[start Record set]

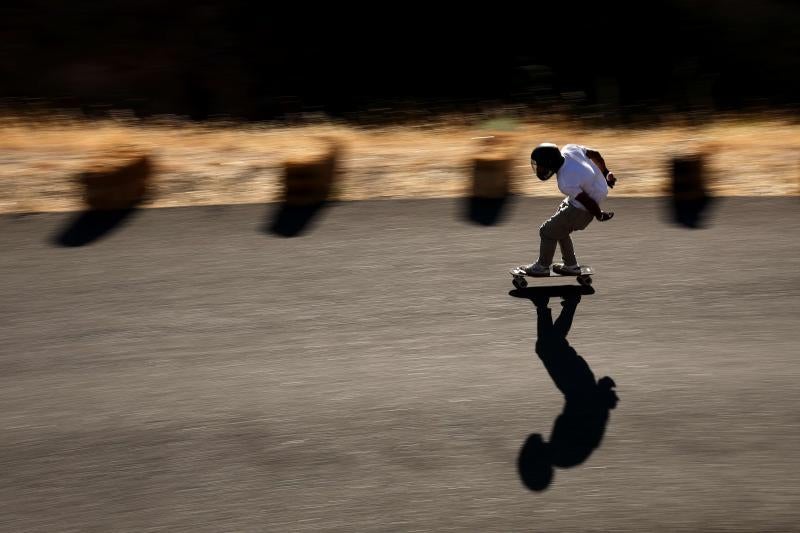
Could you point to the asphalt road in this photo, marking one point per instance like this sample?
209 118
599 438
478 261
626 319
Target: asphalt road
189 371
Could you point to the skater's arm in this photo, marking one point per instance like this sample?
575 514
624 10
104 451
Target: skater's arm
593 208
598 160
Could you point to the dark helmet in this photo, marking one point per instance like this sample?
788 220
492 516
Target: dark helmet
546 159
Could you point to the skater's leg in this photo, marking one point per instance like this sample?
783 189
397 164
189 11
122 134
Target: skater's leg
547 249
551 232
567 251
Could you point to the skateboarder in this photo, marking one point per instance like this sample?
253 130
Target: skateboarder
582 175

[end Record set]

[Task instructions] Render every line of the items above as a JSON list of strings, one string per line, skipping blank lines and leaving out the pictures.

[Answer]
[
  "Could you point to the asphalt road in this photo, marking one point per instance like this sample?",
  "209 118",
  "599 438",
  "478 261",
  "626 319",
  "Target: asphalt road",
  "189 371",
  "Could you point to the skater's arm in this photo, marking one point per instance like this sample?",
  "575 514",
  "624 10",
  "104 451",
  "Target: skater's arm",
  "593 208",
  "598 160",
  "Could you point to the dark helmet in this photo, marking one point per instance like this sample?",
  "788 220",
  "492 516",
  "Target: dark helmet",
  "546 159",
  "Could you point to the skater's leg in this photo, marking one point per instance like this sample?",
  "783 189",
  "397 164",
  "189 11",
  "122 134",
  "Target: skater's leg",
  "547 249",
  "551 232",
  "567 251",
  "Could you point to the skateboarder in this photo, marking one point per instance like this sample?",
  "253 130",
  "Target: skateboarder",
  "582 175"
]